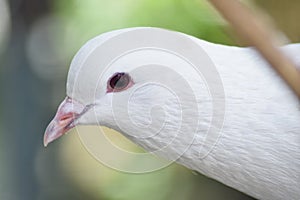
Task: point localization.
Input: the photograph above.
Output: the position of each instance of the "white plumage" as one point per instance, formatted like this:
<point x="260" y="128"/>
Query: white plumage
<point x="170" y="108"/>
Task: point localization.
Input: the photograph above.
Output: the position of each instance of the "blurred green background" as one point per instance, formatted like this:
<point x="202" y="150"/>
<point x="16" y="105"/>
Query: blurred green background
<point x="38" y="39"/>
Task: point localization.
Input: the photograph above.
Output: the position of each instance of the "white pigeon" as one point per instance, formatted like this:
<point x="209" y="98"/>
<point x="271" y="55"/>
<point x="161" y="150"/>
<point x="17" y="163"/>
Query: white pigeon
<point x="219" y="110"/>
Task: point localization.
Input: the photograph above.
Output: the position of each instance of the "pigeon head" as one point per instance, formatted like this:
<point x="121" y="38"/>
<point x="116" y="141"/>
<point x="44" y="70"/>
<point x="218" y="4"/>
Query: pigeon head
<point x="126" y="81"/>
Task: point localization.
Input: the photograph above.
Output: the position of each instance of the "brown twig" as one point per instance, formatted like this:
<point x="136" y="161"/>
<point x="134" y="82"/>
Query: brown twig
<point x="248" y="27"/>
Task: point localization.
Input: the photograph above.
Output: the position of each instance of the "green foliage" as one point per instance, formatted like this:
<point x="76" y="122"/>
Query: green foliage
<point x="92" y="17"/>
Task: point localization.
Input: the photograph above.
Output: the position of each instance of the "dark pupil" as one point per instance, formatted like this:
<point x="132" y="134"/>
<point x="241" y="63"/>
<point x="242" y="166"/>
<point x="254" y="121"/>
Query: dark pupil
<point x="119" y="81"/>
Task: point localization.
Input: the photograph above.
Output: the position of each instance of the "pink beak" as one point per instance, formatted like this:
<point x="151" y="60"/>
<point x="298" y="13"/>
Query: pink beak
<point x="68" y="111"/>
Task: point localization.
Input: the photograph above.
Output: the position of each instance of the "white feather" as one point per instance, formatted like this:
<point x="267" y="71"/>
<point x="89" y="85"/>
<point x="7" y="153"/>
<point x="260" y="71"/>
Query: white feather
<point x="258" y="148"/>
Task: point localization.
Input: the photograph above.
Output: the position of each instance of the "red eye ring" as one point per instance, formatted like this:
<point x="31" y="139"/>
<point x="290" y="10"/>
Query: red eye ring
<point x="119" y="82"/>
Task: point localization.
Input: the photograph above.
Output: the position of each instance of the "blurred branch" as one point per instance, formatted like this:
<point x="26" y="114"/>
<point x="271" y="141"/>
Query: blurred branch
<point x="248" y="27"/>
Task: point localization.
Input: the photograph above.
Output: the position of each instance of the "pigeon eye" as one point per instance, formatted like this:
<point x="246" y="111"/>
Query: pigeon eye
<point x="118" y="82"/>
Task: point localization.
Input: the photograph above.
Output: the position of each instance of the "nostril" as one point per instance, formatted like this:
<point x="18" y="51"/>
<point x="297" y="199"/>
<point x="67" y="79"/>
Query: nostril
<point x="66" y="116"/>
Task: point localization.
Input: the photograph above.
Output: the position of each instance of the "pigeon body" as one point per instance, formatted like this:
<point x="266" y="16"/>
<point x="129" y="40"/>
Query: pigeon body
<point x="156" y="98"/>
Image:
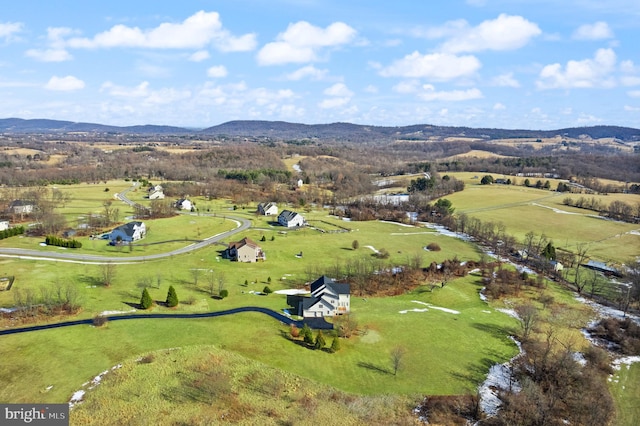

- Exercise brief
How many lines in the material above contain the word "nostril"? Reply with the number alone.

- Answer to this task
2